Copy out each line of the data that holds the word "oven".
PROVIDED ENTRIES Block Start
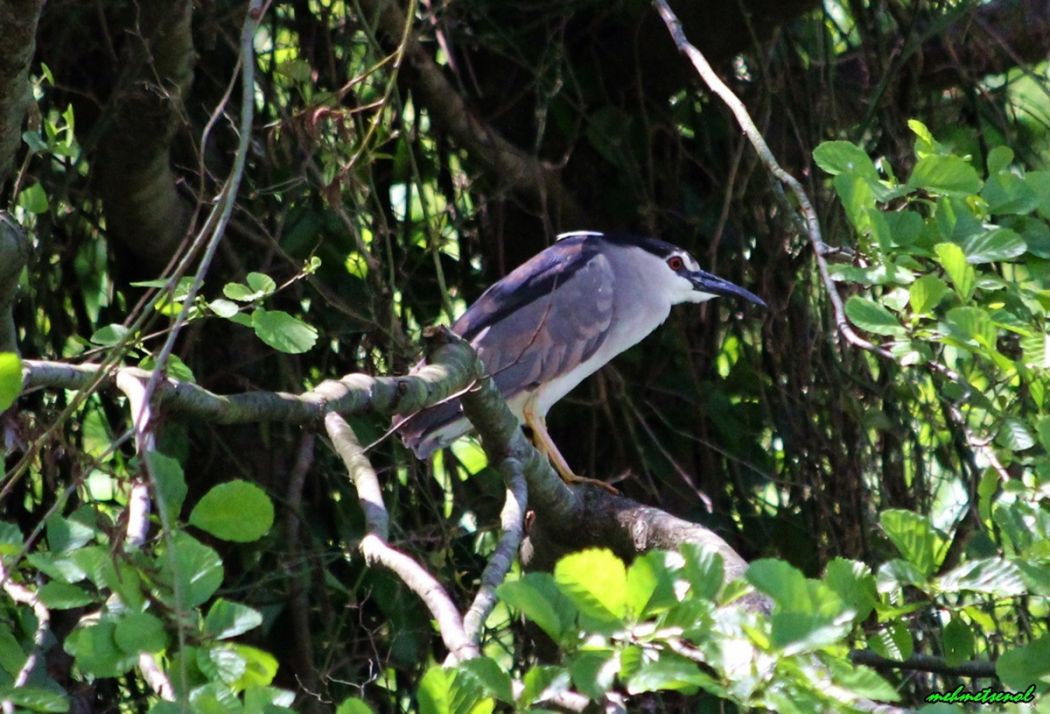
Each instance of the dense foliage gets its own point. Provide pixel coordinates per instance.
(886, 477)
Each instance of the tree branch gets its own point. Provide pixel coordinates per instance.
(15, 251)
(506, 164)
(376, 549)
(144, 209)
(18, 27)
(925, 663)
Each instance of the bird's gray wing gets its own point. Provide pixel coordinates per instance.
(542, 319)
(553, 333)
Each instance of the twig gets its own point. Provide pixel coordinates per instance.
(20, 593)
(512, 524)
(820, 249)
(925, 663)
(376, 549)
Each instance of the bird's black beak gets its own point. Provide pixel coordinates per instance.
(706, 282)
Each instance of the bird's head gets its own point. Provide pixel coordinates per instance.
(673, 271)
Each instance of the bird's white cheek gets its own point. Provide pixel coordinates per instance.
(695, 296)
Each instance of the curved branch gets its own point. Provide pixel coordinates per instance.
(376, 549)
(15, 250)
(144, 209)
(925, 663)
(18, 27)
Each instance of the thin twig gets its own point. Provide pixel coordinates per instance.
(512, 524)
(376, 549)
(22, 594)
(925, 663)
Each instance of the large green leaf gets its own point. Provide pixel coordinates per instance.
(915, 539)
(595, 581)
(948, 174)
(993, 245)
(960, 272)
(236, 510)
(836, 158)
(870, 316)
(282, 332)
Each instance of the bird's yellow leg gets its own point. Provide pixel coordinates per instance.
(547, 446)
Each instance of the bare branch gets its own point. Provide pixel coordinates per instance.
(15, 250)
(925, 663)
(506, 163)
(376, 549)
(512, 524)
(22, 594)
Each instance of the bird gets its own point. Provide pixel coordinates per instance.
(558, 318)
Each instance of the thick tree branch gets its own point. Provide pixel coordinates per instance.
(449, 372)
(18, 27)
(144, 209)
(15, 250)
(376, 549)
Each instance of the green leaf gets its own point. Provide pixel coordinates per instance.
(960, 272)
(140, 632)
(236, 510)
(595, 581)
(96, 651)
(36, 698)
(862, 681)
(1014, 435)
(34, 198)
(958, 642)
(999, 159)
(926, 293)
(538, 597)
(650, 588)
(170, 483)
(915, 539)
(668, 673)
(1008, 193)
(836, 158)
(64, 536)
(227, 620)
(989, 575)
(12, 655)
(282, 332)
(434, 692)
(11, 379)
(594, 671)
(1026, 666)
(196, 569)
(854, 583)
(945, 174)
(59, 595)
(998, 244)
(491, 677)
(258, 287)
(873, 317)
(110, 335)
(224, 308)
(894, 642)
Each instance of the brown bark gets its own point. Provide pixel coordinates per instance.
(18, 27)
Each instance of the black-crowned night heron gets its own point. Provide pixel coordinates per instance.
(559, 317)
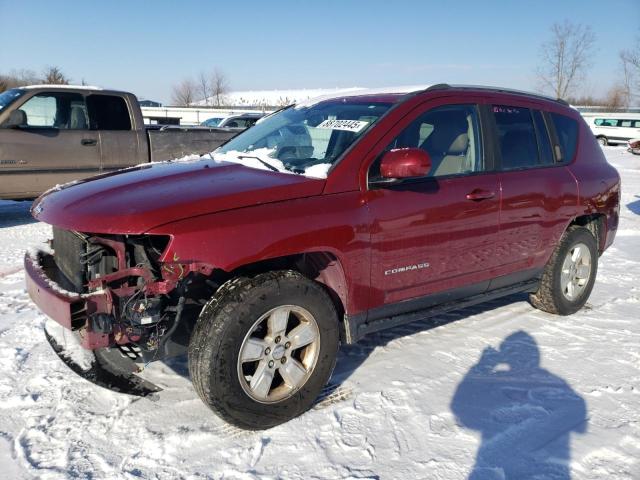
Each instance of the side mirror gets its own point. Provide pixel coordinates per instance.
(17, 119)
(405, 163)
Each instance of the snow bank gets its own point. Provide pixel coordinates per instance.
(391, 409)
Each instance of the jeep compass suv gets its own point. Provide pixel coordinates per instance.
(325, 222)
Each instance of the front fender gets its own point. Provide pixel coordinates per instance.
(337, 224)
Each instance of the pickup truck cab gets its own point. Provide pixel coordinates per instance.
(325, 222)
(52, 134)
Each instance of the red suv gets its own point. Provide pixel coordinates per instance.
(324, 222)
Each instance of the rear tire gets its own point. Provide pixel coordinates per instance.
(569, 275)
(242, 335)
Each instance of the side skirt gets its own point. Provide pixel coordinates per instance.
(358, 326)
PROVIDED ENTRIES Block End
PROVIDED ENTRIES Block Start
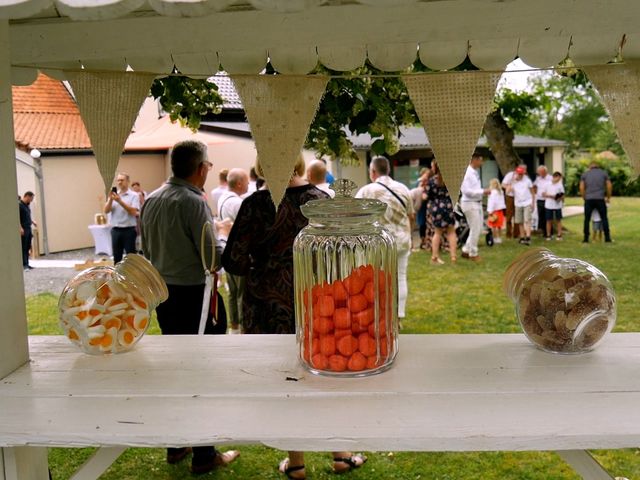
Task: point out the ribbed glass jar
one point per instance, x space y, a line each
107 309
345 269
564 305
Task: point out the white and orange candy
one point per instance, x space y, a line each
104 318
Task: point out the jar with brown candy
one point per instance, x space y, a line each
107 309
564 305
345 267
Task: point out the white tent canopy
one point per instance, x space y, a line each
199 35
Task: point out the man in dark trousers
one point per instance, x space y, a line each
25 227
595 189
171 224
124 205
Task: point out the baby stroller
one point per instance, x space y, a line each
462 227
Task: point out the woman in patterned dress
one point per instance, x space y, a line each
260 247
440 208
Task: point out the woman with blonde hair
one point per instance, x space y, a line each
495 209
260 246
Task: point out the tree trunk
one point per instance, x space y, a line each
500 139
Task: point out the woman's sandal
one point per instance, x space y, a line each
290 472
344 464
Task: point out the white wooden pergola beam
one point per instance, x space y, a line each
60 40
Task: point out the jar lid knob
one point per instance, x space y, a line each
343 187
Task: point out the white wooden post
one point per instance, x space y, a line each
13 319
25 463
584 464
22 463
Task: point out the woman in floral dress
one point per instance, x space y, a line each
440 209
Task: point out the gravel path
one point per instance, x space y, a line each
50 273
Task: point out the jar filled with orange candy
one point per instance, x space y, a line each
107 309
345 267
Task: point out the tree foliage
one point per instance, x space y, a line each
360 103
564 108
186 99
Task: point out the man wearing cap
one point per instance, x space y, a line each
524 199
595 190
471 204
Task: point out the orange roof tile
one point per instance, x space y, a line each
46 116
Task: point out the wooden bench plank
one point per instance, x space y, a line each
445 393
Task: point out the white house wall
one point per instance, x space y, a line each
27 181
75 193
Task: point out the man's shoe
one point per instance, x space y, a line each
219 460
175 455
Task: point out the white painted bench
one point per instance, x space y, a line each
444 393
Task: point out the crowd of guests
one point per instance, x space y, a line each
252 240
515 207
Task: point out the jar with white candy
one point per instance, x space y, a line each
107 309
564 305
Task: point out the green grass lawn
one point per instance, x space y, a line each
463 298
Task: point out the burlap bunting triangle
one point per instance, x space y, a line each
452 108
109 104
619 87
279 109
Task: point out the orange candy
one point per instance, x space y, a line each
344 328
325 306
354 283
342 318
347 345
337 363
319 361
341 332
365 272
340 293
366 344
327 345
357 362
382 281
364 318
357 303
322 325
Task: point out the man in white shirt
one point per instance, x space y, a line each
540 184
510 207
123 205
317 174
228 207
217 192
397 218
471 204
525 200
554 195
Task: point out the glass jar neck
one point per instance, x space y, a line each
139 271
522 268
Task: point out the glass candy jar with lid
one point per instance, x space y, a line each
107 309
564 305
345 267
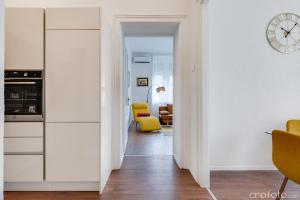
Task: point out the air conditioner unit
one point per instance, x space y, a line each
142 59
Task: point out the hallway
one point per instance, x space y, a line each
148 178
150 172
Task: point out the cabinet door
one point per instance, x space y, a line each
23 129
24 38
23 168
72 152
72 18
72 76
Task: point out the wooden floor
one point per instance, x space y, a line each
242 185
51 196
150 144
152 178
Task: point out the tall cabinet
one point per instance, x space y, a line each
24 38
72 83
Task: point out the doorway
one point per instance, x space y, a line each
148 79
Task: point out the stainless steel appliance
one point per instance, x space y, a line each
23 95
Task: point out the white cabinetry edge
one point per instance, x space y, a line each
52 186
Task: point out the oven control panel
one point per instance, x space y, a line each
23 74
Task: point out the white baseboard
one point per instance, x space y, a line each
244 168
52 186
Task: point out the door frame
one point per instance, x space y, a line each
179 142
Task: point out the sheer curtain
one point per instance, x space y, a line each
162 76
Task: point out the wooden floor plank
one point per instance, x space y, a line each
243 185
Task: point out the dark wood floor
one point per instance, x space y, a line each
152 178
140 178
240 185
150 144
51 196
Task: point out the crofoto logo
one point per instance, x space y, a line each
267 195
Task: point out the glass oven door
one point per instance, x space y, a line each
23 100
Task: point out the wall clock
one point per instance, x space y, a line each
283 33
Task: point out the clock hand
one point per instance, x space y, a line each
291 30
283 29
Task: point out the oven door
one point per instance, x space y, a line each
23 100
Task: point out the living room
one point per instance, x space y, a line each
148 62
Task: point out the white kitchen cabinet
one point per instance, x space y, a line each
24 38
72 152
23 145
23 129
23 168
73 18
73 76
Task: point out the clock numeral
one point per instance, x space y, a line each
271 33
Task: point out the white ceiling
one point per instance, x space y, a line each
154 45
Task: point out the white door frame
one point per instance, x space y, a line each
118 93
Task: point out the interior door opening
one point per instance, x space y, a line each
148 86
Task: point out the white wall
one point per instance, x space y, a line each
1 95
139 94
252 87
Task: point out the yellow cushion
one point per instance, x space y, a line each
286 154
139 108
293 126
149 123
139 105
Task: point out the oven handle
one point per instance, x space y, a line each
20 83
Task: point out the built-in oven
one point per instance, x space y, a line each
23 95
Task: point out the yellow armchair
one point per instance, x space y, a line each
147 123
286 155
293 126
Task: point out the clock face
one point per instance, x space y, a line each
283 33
PROVIDED ENTRIES Block End
PROVIDED ENTRIES Block Start
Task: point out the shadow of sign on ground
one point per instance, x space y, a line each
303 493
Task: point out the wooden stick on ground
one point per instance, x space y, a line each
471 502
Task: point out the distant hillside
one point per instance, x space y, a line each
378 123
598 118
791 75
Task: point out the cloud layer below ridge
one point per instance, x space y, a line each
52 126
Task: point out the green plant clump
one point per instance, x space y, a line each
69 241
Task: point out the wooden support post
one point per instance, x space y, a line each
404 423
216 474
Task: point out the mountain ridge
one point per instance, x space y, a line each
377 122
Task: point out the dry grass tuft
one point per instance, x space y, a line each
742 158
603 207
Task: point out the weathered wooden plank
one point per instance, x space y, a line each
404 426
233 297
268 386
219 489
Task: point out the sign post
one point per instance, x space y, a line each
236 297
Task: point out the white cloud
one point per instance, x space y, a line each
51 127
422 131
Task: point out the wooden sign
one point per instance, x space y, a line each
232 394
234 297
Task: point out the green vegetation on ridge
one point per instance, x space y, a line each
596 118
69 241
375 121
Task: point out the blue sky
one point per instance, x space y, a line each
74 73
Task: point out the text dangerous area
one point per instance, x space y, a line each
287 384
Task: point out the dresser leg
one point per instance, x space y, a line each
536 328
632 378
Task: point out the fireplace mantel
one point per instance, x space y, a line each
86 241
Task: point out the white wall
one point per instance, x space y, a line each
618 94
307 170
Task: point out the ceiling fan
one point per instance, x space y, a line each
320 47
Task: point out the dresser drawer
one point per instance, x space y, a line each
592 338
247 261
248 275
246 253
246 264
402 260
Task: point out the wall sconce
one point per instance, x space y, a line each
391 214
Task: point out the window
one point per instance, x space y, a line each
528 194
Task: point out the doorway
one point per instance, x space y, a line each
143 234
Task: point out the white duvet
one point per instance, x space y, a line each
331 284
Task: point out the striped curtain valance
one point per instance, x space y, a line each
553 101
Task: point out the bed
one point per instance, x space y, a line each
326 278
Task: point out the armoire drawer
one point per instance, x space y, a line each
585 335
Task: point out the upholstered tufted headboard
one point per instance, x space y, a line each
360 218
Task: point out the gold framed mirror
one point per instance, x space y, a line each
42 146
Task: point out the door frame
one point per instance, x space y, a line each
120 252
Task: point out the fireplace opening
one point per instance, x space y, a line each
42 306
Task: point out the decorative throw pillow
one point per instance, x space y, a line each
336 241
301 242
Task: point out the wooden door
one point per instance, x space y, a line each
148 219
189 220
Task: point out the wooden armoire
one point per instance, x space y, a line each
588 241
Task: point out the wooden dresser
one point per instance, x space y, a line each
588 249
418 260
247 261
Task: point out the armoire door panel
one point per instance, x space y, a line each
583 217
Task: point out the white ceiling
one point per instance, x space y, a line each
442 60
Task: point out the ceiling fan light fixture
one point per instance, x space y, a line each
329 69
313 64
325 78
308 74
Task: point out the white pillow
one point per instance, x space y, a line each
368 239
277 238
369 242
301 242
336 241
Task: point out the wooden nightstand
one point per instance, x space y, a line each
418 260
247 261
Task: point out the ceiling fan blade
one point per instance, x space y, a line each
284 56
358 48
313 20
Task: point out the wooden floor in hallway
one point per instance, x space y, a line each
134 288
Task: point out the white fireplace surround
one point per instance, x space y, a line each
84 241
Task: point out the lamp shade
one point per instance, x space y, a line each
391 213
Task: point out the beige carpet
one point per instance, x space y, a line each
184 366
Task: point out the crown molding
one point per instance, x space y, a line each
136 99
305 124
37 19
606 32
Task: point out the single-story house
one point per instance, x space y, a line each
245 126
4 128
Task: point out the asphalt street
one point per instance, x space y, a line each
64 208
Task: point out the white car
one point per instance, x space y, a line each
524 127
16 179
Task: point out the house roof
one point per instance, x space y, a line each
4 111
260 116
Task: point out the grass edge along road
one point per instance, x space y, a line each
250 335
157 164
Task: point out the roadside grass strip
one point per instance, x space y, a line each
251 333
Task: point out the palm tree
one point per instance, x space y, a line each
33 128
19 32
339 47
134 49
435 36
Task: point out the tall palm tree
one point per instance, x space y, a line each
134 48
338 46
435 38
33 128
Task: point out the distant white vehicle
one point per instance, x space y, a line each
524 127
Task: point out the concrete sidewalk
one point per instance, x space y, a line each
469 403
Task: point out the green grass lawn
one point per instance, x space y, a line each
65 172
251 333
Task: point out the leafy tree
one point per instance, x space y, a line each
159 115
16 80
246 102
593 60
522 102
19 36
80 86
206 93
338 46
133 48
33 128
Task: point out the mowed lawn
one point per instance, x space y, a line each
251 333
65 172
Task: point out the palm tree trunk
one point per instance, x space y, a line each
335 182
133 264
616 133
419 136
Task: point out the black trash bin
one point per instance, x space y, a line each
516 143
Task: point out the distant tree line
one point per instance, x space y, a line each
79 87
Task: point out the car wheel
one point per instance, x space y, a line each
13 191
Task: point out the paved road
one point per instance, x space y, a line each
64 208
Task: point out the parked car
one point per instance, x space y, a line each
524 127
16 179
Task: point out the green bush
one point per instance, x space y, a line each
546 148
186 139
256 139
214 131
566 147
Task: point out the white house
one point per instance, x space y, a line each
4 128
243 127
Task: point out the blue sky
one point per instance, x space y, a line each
PROVIDED ENTRIES Block End
#### YOUR SOLUTION:
Task: point out the oven control panel
Task: point out the glass oven door
Task: point out the oven door
Task: point out the oven handle
Task: point out the built-in oven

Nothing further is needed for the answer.